##### TEXT SECTION #####

Livestock Hinterglobes
Nikos Katsikis, Mariano Gomez-Luque, Tara Kanj
Architekturmuseum der TUM
2026–Ongoing
In the early 2020s, the human population surpassed 8 billion. To sustain it, billions of animals are raised, circulated, and consumed each year. At any given moment, approximately 30 billion chickens, 1.5 billion cattle, and 1 billion pigs are alive. This constitutes a parallel world of more-than-human populations embedded in contemporary urban metabolisms yet largely invisible.
As diets become increasingly meatified, the demand for animal protein intensifies. Rather than simply multiplying livestock numbers, production has been consolidated and upscaled. Animals are increasingly concentrated in high-density zones where they are treated as metabolic infrastructure, living stocks that must be continuously maintained, processed, and replaced. These concentrations generate cascading spatial and ecological demands. To meet them, specialised landscapes are assembled across scales. Vast territories are allocated to feed crops such as soy and maize, supported by irrigation systems, fertiliser inputs, and energy regimes. Circulatory networks move animals, inputs, and by-products across regions and continents. Waste in the form of manure, effluent, and chemical residues produces further sites of containment and disposal. None of these domains functions independently. They operate as interlocking terrains linked to the metabolic cycles of livestock production.

##### STUDY MATERIAL #####

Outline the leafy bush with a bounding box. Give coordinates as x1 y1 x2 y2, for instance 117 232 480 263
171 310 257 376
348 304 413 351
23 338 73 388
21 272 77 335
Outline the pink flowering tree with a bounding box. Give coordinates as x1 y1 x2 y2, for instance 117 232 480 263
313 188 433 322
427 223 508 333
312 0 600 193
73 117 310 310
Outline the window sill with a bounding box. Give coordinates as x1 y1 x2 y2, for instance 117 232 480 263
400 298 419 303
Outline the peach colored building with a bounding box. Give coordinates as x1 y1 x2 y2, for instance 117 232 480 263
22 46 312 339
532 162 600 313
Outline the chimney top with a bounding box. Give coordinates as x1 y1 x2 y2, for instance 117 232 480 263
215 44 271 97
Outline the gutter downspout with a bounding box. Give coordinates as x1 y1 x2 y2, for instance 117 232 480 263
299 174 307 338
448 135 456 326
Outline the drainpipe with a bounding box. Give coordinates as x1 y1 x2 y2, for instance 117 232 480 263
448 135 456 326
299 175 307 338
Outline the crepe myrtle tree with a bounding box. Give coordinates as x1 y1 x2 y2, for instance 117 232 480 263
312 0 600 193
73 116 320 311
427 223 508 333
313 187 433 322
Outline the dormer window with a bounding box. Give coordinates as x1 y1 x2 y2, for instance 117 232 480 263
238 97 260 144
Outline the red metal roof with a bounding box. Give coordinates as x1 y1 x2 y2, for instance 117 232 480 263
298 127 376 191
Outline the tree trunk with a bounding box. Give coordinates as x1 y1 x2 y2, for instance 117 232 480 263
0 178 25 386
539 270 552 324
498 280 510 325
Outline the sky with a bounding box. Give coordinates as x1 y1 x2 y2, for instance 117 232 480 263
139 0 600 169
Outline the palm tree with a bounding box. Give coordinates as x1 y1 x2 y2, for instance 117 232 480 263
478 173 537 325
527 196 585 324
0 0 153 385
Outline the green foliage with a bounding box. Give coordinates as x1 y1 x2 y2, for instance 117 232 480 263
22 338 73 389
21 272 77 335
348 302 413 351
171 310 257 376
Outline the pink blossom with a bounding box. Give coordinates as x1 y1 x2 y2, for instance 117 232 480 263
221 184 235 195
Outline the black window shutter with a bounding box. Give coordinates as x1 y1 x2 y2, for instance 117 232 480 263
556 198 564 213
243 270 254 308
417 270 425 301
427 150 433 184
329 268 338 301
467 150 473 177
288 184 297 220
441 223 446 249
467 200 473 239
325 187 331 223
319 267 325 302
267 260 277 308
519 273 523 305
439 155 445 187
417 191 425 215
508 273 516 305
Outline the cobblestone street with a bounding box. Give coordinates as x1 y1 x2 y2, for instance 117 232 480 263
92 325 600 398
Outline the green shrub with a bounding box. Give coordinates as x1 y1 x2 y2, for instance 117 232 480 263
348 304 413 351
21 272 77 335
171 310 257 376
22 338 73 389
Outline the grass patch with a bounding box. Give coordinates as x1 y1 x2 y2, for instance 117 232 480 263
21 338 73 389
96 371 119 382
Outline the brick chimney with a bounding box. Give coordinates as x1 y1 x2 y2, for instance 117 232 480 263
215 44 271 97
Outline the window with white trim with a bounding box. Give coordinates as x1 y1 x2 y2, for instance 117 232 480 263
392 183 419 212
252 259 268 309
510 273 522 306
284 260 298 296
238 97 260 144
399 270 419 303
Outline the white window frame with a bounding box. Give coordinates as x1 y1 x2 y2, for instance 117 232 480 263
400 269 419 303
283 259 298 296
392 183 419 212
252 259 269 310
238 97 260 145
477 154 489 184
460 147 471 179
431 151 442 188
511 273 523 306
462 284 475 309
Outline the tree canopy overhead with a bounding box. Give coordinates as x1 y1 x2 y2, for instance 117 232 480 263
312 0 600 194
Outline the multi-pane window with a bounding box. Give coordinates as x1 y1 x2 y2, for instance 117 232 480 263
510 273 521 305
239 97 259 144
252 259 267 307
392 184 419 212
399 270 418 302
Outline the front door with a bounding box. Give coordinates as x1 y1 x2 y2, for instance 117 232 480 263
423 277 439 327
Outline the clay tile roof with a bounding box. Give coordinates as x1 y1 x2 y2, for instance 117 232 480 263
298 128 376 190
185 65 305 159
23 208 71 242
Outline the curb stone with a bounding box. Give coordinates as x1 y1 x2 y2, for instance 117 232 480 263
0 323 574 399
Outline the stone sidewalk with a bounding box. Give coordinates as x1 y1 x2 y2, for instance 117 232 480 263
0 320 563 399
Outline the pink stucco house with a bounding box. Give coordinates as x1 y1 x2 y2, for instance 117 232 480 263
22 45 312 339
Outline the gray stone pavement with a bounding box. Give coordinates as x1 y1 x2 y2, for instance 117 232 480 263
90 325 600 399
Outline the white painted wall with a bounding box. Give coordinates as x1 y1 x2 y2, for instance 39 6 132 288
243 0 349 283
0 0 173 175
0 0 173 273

#####

### WHAT TO DO
Pick up the text on livestock hinterglobes after its last sentence and continue it.

### RESULT
These interdependent and spatially distributed metabolic systems give rise to what can be understood as Livestock Hinterglobes. They are not single locations but assemblages of operational landscapes: fields and feeding enclosures, animal processing facilities and meatpacking plants, irrigation networks and waste lagoons, and transport and logistics infrastructures that collectively sustain the production and reproduction of more-than-human populations. In doing so, they reorganise planetary geographies and bind human and non-human worlds into shared extractive metabolisms.
Livestock Hinterglobes seeks to make visible both the global distribution and concentration of livestock populations and the extensive landscapes transformed to sustain them. It unfolds across three interconnected components: geostatistical models that materialise the density of livestock populations, mappings that trace the caloric landscapes diverted to feed them, and an Atlas that assembles the fragmented yet interdependent operational territories through which they persist. By making the geographies of planetary meatification intelligible, the exhibition invites reflection on how livestock has become a world-organising force and how less extractive forms of coexistence between human and more-than-human populations might still be imagined.